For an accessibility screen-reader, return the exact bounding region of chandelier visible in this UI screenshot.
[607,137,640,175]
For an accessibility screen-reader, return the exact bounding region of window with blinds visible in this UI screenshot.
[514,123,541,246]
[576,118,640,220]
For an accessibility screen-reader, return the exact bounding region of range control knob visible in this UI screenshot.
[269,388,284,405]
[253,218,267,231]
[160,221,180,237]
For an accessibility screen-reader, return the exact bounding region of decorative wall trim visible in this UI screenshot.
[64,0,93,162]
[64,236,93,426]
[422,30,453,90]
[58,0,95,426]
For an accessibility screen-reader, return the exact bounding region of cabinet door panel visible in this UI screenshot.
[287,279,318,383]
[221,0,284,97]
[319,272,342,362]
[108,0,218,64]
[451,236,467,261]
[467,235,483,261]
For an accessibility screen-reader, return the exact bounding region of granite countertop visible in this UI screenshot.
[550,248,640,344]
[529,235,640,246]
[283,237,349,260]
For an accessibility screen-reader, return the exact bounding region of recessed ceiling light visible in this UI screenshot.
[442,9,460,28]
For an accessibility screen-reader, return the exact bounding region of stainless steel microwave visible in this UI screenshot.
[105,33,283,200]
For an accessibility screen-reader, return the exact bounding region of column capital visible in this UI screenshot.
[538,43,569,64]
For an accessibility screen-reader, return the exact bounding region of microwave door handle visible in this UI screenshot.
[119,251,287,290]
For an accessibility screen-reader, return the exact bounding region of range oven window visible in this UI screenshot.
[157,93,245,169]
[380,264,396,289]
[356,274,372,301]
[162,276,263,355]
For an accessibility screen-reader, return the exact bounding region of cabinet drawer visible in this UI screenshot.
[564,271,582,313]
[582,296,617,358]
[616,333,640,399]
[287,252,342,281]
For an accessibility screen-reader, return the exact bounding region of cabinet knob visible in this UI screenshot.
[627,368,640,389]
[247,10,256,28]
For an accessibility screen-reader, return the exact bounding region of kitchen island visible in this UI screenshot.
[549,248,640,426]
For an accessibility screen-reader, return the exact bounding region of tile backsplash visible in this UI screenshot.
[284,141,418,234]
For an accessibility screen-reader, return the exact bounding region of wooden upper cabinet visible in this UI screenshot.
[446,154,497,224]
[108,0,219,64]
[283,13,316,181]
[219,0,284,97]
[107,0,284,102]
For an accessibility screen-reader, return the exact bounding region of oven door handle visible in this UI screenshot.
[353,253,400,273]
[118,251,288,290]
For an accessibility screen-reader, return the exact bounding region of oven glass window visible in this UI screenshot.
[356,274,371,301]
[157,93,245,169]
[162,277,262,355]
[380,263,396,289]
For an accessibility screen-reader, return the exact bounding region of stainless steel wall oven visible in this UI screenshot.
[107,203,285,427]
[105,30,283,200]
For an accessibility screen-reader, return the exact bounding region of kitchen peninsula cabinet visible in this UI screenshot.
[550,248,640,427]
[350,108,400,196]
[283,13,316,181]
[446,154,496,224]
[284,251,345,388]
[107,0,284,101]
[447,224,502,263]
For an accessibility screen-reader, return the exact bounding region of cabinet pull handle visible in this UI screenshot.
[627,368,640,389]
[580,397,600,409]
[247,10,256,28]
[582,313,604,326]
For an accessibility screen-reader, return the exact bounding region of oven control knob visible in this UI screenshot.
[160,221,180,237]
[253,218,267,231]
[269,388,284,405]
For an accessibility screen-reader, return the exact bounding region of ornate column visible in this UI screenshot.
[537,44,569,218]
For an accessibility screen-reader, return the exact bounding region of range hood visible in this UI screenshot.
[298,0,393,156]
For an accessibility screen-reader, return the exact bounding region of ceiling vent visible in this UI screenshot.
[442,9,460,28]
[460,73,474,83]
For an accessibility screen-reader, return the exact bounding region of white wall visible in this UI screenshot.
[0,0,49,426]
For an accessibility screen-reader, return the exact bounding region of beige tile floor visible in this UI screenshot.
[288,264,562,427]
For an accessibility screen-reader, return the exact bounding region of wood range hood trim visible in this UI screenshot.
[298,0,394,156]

════════════════════

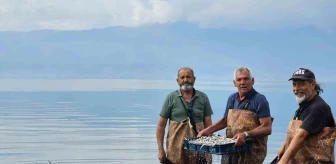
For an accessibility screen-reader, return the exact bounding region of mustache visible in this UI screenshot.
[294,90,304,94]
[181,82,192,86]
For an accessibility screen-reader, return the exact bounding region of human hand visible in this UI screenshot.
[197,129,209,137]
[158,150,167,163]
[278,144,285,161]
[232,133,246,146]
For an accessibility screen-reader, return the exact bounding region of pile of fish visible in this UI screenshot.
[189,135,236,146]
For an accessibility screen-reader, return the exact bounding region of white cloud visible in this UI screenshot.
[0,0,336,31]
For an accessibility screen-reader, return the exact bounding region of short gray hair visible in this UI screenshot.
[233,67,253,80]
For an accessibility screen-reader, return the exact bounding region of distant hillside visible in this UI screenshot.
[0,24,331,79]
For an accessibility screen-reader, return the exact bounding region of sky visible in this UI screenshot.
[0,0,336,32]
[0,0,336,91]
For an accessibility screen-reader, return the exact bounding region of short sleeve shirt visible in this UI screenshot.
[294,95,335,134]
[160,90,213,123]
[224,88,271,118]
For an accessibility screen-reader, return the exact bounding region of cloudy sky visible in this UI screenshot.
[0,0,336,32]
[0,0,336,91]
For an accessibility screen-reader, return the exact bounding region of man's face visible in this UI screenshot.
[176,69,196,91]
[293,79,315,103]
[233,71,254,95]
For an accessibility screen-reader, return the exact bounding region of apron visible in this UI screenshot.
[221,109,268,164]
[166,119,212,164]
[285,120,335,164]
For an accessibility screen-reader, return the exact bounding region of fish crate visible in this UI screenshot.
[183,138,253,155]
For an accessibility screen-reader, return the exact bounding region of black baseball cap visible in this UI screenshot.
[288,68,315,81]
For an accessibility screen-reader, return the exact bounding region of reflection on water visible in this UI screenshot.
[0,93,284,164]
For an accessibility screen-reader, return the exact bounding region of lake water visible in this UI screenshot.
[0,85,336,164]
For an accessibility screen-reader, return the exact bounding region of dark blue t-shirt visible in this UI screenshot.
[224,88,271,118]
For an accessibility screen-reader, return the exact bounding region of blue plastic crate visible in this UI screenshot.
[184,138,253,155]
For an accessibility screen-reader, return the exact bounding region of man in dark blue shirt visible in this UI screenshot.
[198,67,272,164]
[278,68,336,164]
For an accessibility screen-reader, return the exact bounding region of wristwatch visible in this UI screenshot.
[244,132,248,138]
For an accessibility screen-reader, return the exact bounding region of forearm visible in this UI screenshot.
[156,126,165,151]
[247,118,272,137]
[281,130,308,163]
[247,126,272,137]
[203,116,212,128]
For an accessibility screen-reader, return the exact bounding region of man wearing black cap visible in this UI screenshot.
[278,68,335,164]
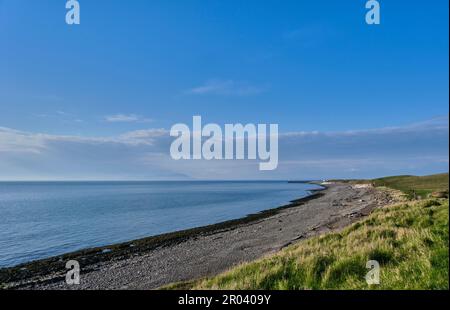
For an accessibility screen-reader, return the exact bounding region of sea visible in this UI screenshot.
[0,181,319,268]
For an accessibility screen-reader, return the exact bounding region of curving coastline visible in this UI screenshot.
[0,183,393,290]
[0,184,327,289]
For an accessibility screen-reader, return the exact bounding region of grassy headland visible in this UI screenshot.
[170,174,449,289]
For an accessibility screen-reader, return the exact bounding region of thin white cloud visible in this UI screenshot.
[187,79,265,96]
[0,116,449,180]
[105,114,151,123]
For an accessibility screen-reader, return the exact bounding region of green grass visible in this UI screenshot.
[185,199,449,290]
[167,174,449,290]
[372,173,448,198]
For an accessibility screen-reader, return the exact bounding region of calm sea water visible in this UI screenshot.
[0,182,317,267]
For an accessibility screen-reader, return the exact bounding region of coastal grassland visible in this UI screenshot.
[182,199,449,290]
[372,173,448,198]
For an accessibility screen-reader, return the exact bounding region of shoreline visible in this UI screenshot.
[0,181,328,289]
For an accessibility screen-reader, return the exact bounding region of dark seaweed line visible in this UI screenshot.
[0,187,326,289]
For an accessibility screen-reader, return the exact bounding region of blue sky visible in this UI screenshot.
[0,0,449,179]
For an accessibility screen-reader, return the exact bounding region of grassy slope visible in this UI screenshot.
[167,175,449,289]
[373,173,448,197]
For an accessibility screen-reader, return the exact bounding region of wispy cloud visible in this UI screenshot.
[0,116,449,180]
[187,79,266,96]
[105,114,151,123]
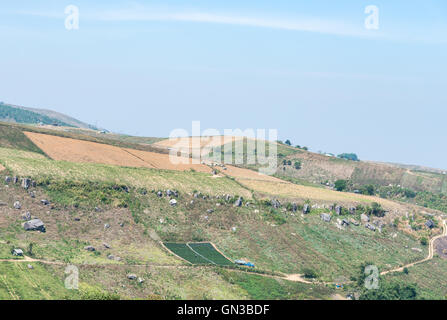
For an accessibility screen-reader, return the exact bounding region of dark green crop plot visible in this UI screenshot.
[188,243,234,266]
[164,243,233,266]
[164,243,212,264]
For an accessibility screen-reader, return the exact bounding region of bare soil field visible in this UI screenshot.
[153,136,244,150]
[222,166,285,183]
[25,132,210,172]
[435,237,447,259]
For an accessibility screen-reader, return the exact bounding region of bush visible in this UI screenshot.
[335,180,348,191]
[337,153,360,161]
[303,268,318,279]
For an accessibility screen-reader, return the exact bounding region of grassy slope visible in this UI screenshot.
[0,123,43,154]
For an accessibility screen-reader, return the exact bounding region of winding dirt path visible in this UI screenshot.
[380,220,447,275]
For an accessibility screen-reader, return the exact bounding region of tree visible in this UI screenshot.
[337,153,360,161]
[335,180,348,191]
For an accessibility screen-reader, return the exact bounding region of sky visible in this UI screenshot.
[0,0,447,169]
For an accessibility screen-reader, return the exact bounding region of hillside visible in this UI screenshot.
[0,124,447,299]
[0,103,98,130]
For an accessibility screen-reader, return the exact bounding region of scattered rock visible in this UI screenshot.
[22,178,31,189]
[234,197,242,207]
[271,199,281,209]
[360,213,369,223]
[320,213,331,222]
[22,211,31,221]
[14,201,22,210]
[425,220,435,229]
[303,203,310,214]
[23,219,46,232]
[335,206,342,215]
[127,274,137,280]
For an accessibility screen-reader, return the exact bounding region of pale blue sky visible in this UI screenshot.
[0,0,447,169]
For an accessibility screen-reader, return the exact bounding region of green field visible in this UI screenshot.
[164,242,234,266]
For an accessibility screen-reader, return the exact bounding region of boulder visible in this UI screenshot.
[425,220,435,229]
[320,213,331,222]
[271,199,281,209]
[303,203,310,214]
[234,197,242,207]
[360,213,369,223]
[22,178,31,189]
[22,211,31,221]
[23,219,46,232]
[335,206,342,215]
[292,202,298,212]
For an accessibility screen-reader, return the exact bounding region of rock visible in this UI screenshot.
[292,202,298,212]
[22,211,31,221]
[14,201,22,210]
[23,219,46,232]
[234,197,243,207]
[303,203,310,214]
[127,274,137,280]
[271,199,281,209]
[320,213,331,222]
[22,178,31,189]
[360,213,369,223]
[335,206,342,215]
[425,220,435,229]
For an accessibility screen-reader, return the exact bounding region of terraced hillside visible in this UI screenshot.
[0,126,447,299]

════════════════════

> **Your goal**:
Rename "wristwatch" to "watch" in the records from the line with "blue shirt visible in this UI screenshot." to the line with "[203,116,212,128]", keeping everything else unchanged. Return only those lines.

> **Task solution**:
For an accessibility screen-reader, return the exact bounding region of man in dark blue shirt visible in this UI screenshot.
[198,67,272,164]
[278,68,336,164]
For an accessibility screen-reader, return the exact bounding region of watch visible in this UI screenshot.
[244,132,248,138]
For an accessibility screen-reader, return the exact bounding region of forearm visible in this UI screenshot.
[156,126,165,151]
[247,118,272,137]
[281,130,308,163]
[247,126,272,137]
[203,116,212,128]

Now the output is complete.